• [What you should do] Continue the passage on health center accessibility in Jeddah City, starting after its final sentence.

• [Selected extract]
============

Optimization in the geographical space is tantamount to solving a mathematical problem which eventually leads to finding a minimal length algorithm. In the case of route finding, this algorithm also reflects the minimal distance traveled. This is an interesting theoretical problem which refers to the “traveling salesman” problem (that has been proven to be very hard to solve), and to newer approaches dealing with complexity in geographical studies [16,17].

Health inequalities come from several factors that include the organization and management of space, which could differ between socio-economic groups. For instance, the under-resourcing of health care facilities, fragmentation of care across providers, and the lack of continuity of care can be barriers, which lead to increased health inequalities. Access to health care is one potential driver of health inequalities and is internationally recognized as the primary goal of meeting the essential health needs of individuals. Nevertheless, equitable access has proved difficult to achieve. This paper has used the travel-time approach to calculate accessibility to health centers in Jeddah City. After collecting the required data related to health center locations and road network travel times, ArcGIS software was used to determine how far or how close these centers are from residential districts in Jeddah City. As shown in Figure 3, there are quite large parts of Jeddah City that have low health center accessibility, mainly located in the north city districts. After defining accessibility to health centers, the presented study has overlaid population data over the resulting health accessibility zones to define the amount of people that are falling within the poorly-accessible location in Jeddah City. Figure 5 indicates that there are large population districts that are considered as un-served populations because they fall outside the 30-min travel time accessibility zones. These parts should be given priority for future health center expansion plans made by local health planners in Jeddah City.

============

• [Supplied records]

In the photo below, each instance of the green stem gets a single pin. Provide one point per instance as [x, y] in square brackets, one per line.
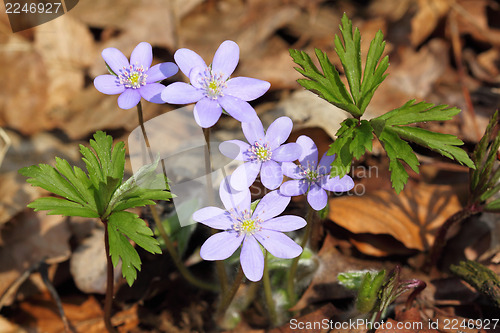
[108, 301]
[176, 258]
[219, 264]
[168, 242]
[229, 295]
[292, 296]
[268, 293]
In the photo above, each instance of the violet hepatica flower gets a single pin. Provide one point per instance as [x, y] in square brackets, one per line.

============

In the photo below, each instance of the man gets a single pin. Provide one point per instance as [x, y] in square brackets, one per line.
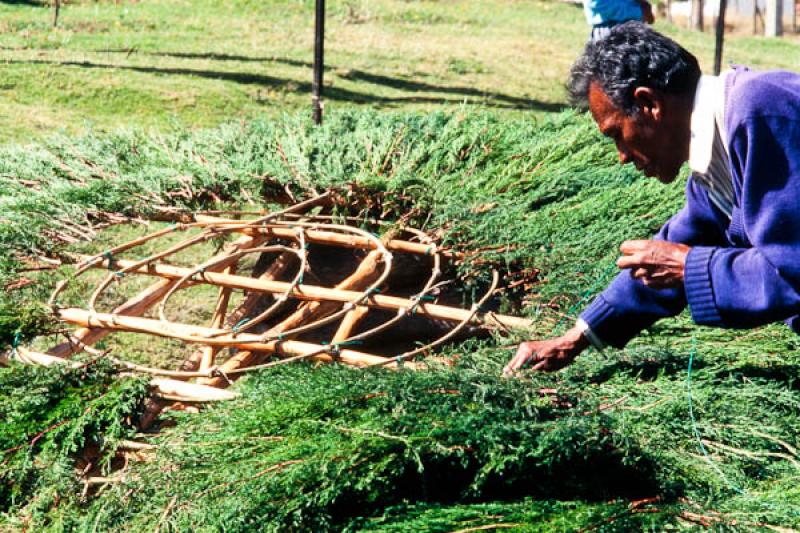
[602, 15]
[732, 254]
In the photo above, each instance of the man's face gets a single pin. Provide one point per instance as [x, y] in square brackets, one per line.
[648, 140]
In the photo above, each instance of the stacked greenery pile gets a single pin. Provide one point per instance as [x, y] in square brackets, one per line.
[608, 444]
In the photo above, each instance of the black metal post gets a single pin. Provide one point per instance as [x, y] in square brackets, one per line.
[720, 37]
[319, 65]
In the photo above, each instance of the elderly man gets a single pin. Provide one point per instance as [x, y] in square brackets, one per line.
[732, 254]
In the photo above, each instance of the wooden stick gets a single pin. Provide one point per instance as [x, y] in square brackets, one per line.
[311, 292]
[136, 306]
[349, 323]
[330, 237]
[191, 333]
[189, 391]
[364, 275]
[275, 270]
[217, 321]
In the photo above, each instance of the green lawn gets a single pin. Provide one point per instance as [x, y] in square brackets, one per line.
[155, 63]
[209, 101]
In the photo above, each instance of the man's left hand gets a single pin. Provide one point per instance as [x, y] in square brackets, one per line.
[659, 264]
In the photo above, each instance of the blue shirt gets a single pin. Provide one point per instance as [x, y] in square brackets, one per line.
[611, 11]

============

• [Answer to this problem]
5. Conclusions

Using GIS for defining accessibility to health centers is one of the potential GIS applications for health care studies. The presented paper has defined areas that are accessible to health centers in Jeddah City. In addition, areas, as well as populations, that have low health accessibility are defined. Network analysis and drive-time analysis were used to define service zones of health centers. It was found that there are certain parts of Jeddah City, including central and northern districts, which are considered as poor accessible zones to health centers. Therefore, local health planners in Jeddah City should allocate additional health centers in these less-served districts identified by this study according to drive-time analysis.